*Extracted text*.
Start of Block

I believe that the given order of these domains is no coincidence. My theory is that they are in a hierarchy similar to Maslow’s Hierarchy of Needs – that development in the first domain must take place before a child is able to work on the next higher one, and so on. Physical well-being and motor development must come first, followed by social/emotional development, then language development, and finally cognitive development. For example, trying to help children increase their language when they are hungry or in pain will be unsuccessful.

Yet Head Start now requires an assessment of children that involves both literacy (letter recognition) and numeracy (counting). Head Start is a program for 4-year-olds who come from a high-poverty environment. Such children are known to possess much smaller vocabularies than their more affluent peers. Ruby Payne’s research shows that the language used by the lower class is lacking in abstract concepts. Many poor children grow up in households that not only lack books, but also lack intellectual stimulation. Many have experienced various traumas associated with high-poverty environments; in fact, some research contends that growing up in extreme poverty is in itself traumatic. Focusing on the cognitive domain in assessment may divert Head Start programs from the other domains that are necessary to work on first.

Early childhood assessments should be used to enhance teaching and learning. Unfortunately, it appears that what is being proposed for the National Reporting System (NRS), Head Start’s assessment, is something entirely different. The Head Start Bulletin says that the President’s “Good Start, Grow Smart” initiative – which is the basis for the new Head Start proposals – involves “a systematic, nationwide approach to assessing every child’s school readiness” utilizing “the latest research on how to enhance children’s early literacy, language, and math skills.” It proposes to use this assessment “to document Head Start’s effectiveness nationally” and “to aggregate and report data nationally.” What’s more, the U.S. Department of Education said that this “accountability program will indicate how well children in individual programs are performing relative to the skills identified as prerequisites for effective kindergarten performance. Accountability results will be made public.” This is high-stakes testing! In preschool!

It reminds me of a political cartoon that recently appeared on the editorial page in The Denver Post after the proposed changes in Head Start had been reported. In the cartoon, a mother tells her husband that their little daughter has been accepted “into the accelerated honors kindergarten program” because of “her preschool proficiency test scores." Clearly, cartoon is pointing out the absurdity of high-stakes tests for preschoolers.

End of Block

*Tasks*.
A – In the passage on Head Start assessment, what two areas does the assessment that Head Start now requires involve?
B – Please write out the part of the passage on Head Start assessment that opens with the words containing "It reminds me" and closes with "tests for preschoolers.".

*Records*.
Start of Block

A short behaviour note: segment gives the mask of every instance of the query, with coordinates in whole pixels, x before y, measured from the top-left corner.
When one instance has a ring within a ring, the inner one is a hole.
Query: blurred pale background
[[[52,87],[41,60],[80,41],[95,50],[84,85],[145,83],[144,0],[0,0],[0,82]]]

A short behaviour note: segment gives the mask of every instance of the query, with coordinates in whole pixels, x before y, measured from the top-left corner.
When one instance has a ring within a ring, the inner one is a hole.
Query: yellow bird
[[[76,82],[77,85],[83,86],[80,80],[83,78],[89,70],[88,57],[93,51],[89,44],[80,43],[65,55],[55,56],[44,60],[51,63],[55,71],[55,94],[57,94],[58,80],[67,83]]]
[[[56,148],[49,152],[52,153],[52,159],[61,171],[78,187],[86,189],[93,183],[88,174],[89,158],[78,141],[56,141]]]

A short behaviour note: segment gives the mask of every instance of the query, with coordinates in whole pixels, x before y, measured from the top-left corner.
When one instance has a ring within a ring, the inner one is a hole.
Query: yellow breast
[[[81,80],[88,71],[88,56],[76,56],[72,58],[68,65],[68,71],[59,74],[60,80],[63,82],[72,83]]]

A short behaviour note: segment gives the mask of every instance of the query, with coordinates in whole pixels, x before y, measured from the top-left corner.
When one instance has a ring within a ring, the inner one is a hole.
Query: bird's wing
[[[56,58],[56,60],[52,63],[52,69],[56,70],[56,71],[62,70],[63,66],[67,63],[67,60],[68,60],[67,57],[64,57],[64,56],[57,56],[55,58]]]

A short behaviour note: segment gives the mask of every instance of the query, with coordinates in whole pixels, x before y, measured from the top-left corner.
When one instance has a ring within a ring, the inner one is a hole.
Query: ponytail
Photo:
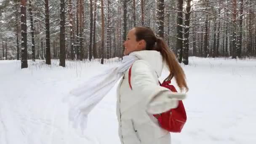
[[[170,74],[165,81],[171,80],[174,77],[181,91],[182,91],[185,88],[186,91],[188,91],[185,73],[177,61],[175,55],[172,51],[169,50],[166,44],[161,39],[157,38],[156,43],[155,50],[161,53],[163,60],[168,65],[170,71]]]

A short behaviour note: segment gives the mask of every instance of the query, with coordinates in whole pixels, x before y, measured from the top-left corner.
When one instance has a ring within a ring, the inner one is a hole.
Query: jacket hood
[[[139,59],[147,61],[152,68],[157,72],[158,77],[161,76],[163,62],[163,57],[160,52],[144,50],[133,52],[130,55],[135,56]]]

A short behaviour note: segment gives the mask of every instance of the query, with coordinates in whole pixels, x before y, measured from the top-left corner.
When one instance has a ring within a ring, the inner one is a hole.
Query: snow
[[[256,59],[189,60],[182,66],[189,88],[187,122],[172,133],[172,144],[256,143]],[[117,64],[110,61],[67,61],[63,68],[58,60],[29,60],[22,69],[19,61],[0,61],[0,144],[120,144],[115,89],[89,115],[85,135],[69,123],[63,101],[87,78]],[[167,75],[164,70],[160,80]]]

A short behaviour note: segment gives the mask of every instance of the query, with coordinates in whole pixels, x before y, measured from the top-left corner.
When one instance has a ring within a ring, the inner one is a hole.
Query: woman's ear
[[[139,45],[140,45],[140,47],[142,48],[146,48],[146,41],[144,40],[140,40],[139,43]]]

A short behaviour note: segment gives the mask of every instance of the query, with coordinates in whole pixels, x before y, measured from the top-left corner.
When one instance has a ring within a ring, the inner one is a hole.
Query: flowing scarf
[[[71,106],[69,118],[73,122],[74,128],[80,126],[83,132],[86,128],[89,113],[114,87],[132,64],[138,59],[132,54],[124,56],[120,65],[107,69],[70,92],[72,96],[69,99]]]

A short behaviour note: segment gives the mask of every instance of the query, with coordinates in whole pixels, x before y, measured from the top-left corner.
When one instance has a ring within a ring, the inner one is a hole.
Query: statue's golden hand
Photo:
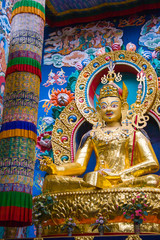
[[[121,173],[120,176],[121,176],[122,182],[127,182],[129,180],[135,179],[135,177],[133,175],[127,174],[127,173]]]
[[[42,160],[40,160],[40,169],[41,171],[46,171],[50,175],[56,175],[56,165],[53,163],[52,158],[44,156]]]
[[[120,177],[119,173],[114,173],[114,172],[112,172],[111,169],[101,169],[100,173],[102,175],[106,175],[106,176],[110,176],[110,177]]]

End of Block

*Answers*.
A – Literacy (letter recognition) and numeracy (counting).

B –
It reminds me of a political cartoon that recently appeared on the editorial page in The Denver Post after the proposed changes in Head Start had been reported. In the cartoon, a mother tells her husband that their little daughter has been accepted “into the accelerated honors kindergarten program” because of “her preschool proficiency test scores." Clearly, cartoon is pointing out the absurdity of high-stakes tests for preschoolers.